[Image location labeling entries]
____________________
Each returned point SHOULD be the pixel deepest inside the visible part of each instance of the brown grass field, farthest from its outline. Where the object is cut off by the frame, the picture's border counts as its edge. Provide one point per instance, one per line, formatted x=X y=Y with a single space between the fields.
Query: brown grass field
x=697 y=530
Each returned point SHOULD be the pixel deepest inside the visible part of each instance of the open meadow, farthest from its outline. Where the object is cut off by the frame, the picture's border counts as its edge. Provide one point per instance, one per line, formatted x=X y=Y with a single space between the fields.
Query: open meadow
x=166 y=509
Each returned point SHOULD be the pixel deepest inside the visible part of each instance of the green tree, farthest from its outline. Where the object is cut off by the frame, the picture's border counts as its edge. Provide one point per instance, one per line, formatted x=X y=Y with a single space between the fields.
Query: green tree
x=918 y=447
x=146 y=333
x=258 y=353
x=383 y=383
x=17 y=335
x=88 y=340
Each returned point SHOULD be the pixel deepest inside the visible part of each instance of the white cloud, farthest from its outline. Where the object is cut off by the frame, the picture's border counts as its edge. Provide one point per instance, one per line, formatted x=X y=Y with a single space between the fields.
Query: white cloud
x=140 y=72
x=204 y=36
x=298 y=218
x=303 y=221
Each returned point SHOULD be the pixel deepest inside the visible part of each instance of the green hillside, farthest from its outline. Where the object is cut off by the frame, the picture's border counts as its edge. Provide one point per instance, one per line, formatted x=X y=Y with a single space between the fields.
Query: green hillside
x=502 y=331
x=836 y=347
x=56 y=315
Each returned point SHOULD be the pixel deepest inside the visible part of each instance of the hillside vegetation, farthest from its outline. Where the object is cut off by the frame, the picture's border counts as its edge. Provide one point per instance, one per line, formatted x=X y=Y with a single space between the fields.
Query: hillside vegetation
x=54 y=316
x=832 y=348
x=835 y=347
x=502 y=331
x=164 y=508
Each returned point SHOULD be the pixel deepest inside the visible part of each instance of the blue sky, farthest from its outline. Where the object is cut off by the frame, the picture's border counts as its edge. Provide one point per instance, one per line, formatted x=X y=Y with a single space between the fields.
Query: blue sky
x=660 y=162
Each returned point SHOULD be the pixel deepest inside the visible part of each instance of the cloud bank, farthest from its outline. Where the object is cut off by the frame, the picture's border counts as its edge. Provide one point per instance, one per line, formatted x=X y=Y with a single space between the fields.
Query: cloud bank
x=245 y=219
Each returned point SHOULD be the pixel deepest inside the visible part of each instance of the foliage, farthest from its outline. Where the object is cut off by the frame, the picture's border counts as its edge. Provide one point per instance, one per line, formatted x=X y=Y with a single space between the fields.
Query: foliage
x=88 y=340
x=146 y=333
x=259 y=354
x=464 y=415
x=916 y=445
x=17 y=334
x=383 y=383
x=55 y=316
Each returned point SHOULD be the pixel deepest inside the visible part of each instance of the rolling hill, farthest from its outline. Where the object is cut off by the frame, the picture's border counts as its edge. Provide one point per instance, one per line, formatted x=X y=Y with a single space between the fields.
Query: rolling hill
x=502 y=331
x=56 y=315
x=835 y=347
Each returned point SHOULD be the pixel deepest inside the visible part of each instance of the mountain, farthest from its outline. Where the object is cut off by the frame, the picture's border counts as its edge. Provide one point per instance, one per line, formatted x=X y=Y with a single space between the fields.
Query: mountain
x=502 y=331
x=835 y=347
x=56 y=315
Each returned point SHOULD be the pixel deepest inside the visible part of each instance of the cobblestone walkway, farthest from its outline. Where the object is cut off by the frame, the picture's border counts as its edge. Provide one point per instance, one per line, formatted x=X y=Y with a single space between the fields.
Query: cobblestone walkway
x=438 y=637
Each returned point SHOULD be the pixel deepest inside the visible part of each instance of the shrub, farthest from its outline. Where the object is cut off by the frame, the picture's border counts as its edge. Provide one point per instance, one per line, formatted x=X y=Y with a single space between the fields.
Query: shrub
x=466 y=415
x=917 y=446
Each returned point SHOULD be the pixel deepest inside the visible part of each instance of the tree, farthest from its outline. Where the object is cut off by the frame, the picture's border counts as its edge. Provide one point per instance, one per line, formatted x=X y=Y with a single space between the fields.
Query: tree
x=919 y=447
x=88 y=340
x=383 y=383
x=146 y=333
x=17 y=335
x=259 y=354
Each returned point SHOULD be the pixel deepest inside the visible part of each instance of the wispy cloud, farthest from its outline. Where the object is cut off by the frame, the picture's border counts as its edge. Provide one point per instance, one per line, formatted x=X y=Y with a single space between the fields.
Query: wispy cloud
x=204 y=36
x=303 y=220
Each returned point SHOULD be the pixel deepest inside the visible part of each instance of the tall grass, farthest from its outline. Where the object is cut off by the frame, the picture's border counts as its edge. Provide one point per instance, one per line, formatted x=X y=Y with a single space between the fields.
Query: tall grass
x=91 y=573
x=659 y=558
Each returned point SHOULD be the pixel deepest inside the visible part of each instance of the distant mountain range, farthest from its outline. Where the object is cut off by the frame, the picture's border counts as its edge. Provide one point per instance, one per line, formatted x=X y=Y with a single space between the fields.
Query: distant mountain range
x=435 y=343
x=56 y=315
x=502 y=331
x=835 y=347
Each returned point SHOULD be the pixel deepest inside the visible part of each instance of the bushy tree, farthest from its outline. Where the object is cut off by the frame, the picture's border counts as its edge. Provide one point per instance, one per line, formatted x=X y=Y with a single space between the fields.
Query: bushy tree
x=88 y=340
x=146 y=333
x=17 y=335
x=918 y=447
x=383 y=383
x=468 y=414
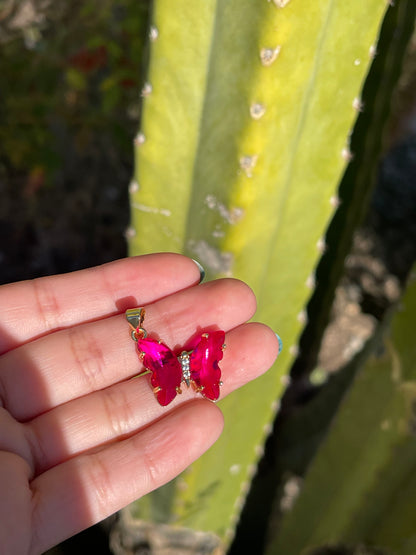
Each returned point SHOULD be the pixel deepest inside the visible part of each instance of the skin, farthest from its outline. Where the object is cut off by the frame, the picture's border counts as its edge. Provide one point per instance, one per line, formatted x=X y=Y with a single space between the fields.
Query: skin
x=79 y=439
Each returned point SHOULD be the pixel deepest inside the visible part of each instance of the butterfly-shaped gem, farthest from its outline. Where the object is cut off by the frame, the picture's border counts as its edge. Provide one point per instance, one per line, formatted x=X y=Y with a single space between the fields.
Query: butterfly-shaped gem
x=196 y=364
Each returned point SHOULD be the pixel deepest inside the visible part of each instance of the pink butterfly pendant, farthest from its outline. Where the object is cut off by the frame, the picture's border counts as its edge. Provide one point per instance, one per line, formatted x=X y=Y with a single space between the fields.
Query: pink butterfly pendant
x=196 y=365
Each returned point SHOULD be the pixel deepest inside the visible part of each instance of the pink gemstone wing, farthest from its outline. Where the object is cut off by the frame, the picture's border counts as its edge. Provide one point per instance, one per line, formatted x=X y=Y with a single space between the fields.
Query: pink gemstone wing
x=203 y=361
x=165 y=367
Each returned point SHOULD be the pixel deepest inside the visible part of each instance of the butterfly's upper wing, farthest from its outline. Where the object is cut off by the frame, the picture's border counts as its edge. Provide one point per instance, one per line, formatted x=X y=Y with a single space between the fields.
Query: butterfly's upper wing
____________________
-- WRITTEN REQUEST --
Render all of the material above as a numbered list, one line per entry, with blank lines left out and no pictures in the answer.

-- RESULT --
1. Each returned point SHOULD be the pixel deepest inside the visible part of each instance of the brown grass field, farthest from its outline. Where the object is cut off by the frame, the picture's border counts as its edge. Provide one point per instance, one per line, formatted x=X y=Y with a single space between the fields.
2. Query: brown grass field
3. x=697 y=530
4. Each returned point SHOULD be the pixel deepest inside the visible part of each instance of the open meadow, farthest from its outline. Where the object is cut off by the frame, the picture's border counts as its edge. Provide one point per instance, one per line, formatted x=X y=Y with a single space between the fields.
5. Query: open meadow
6. x=166 y=509
7. Each returned point SHOULD be the pixel deepest inside the visible part of each instance of the green tree, farthest from its outline. Where the object is cut off by the frame, the picture's border counts as its edge. Provide one point per instance, one per line, formatted x=X y=Y with a single space between the fields.
8. Query: green tree
9. x=918 y=447
10. x=146 y=333
11. x=258 y=353
12. x=383 y=383
13. x=17 y=335
14. x=88 y=340
15. Each returned point SHOULD be the pixel deepest inside the visible part of each instance of the white cloud, farthest from its outline. Where the object is cut off by the frame, the picture's border counts as its edge. Provide one point per instance, one per line, formatted x=X y=Y with a single space between the fields.
16. Query: white cloud
17. x=140 y=72
18. x=204 y=36
19. x=298 y=218
20. x=303 y=221
21. Each returned point SHOULD be the pixel deepest inside the visible part of each instance of the green hillside, farthest from its outline. Where the object is cut off by the frame, the picture's border counts as its edge. Provide one point per instance, one per line, formatted x=X y=Y with a single space between the fields.
22. Query: green hillside
23. x=502 y=331
24. x=836 y=347
25. x=56 y=315
26. Each returned point SHOULD be the pixel deepest inside the visible part of each instance of the hillside vegetation, farthest from its outline. Where the object is cut off by the frame, the picture's border counts as its edge. Provide one point per instance, one per line, formatted x=X y=Y with a single space between the fields.
27. Query: hillside vegetation
28. x=54 y=316
29. x=832 y=348
30. x=835 y=347
31. x=502 y=331
32. x=164 y=508
33. Each returned point SHOULD be the pixel deepest inside the visible part of each instance of the blue sky, farthest from its outline. Where the object is cut off by the frame, the picture's border counts as its edge. Provide one point per instance, one per line, formatted x=X y=Y with a single space between the fields.
34. Query: blue sky
35. x=660 y=162
36. Each returned point SHOULD be the pixel deepest inside the visible part of each instance of the cloud bank, farthest from its outline. Where the object is cut off by the frame, the picture's border counts as its edge. Provide one point per instance, one per line, formatted x=X y=Y with a single space between the fields.
37. Query: cloud bank
38. x=245 y=219
39. Each returned point SHOULD be the pixel deepest inside the visible part of each instance of the foliage, farthest from its outline. Where the object is cut off by the frame, the picture's border counts as its edge. Provide one point per instance, one per line, formatted x=X y=Y with a single space between the fields.
40. Query: foliage
41. x=88 y=340
42. x=146 y=333
43. x=259 y=354
44. x=464 y=415
45. x=916 y=445
46. x=17 y=334
47. x=383 y=383
48. x=55 y=316
49. Each returned point SHOULD be the pixel deepest inside the visible part of each instance of the rolling hill, farthest from its outline. Where the object is cut off by the frame, the picture's border counts as its edge. Provide one point per instance, one per line, formatted x=X y=Y with a single space between the fields.
50. Query: rolling hill
51. x=502 y=331
52. x=56 y=315
53. x=835 y=347
54. Each returned point SHOULD be the pixel deepest inside the visible part of each instance of the mountain, farthest from its outline. Where the object is cut off by the frame, the picture's border counts as its edge. Provide one point per instance, one per line, formatted x=X y=Y with a single space between the fields.
55. Query: mountain
56. x=502 y=331
57. x=835 y=347
58. x=56 y=315
59. Each returned point SHOULD be the pixel deepest inside the visible part of each instance of the cobblestone walkway, farthest from its outline. Where the object is cut off by the frame, the picture's border counts as its edge. Provide one point per instance, one per line, formatted x=X y=Y with a single space between the fields.
60. Query: cobblestone walkway
61. x=438 y=637
62. Each returned point SHOULD be the pixel deepest inside the visible part of each instance of the shrub, farthest from its outline. Where the object is cut off by the frame, the picture's border counts as its edge. Provide one point per instance, one per line, formatted x=X y=Y with a single space between the fields.
63. Query: shrub
64. x=466 y=415
65. x=917 y=446
66. Each returned point SHOULD be the pixel deepest inside the visible part of each instance of the tree, farthest from its outline. Where the object is cut off by the frame, the picture's border counts as its edge. Provide one point per instance, one per line, formatted x=X y=Y with a single space between the fields.
67. Query: tree
68. x=919 y=447
69. x=88 y=340
70. x=383 y=383
71. x=146 y=333
72. x=17 y=335
73. x=259 y=354
74. Each returned point SHOULD be the pixel deepest inside the visible part of each instance of the wispy cloud, farthest from its outline. Where the object is cut off by the frame, the picture's border counts as its edge. Provide one point per instance, one per line, formatted x=X y=Y with a single space between the fields.
75. Query: wispy cloud
76. x=204 y=36
77. x=303 y=220
78. Each returned point SHOULD be the pixel deepest inside the visible part of each instance of the tall grass, farthest from its outline. Where the object is cut off by the frame, the picture's border counts as its edge. Provide one point per instance, one per line, formatted x=X y=Y with a single space between the fields.
79. Query: tall grass
80. x=91 y=573
81. x=659 y=558
82. Each returned point SHOULD be the pixel deepest inside the visible part of each instance of the distant mountain range, farthest from its outline. Where the object is cut off by the frame, the picture's border counts as its edge. Provide one point per instance, one per line, formatted x=X y=Y with a single space between the fields.
83. Query: distant mountain range
84. x=435 y=343
85. x=56 y=315
86. x=502 y=331
87. x=835 y=347
88. Each returned point SHOULD be the pixel deepest inside the visible part of each instance of the bushy tree, farthest from its outline. Where the object is cut off by the frame, the picture's border counts as its edge. Provide one point per instance, one per line, formatted x=X y=Y with a single space between the fields.
89. Query: bushy tree
90. x=88 y=340
91. x=146 y=333
92. x=17 y=335
93. x=918 y=447
94. x=383 y=383
95. x=468 y=414
96. Each returned point SHOULD be the pixel deepest inside the visible part of each instance of the skin, farthest from its outline. Where the object is cut off by the frame, the picture's border counts as its edge. Provide one point per instance, one per line, formatted x=X y=Y with a single space between the fields.
97. Query: skin
98. x=79 y=439
99. Each returned point SHOULD be the pixel deepest inside the visible part of each instance of the butterfly-shaped gem, farthest from its outline. Where the object is cut off by the frame, the picture's border counts as its edge. Provide one point per instance, one per line, formatted x=X y=Y with a single space between the fields.
100. Query: butterfly-shaped gem
101. x=196 y=364
102. Each returned point SHOULD be the pixel deepest inside the visible part of each instance of the pink butterfly pendant, farthest from its outline. Where the object is cut off by the frame, the picture's border counts as its edge. Provide one point per instance, one per line, formatted x=X y=Y with a single space between the fields.
103. Query: pink butterfly pendant
104. x=196 y=365
105. Each returned point SHOULD be the pixel deepest inside the visible part of each instance of the pink gemstone wing, farthest from its outline. Where the object is cut off by the frame, the picture's border counts as its edge. Provide one point per instance, one per line, formatted x=X y=Y with a single space between the fields.
106. Query: pink gemstone wing
107. x=203 y=361
108. x=165 y=367
109. Each returned point SHOULD be the pixel deepest inside the visible part of each instance of the butterfly's upper wing, farthest from its outline. Where the object is cut off by the frame, the picture's border counts as its edge. Provide one point per instance, one per line, formatted x=X y=Y with a single space between the fields.
110. Query: butterfly's upper wing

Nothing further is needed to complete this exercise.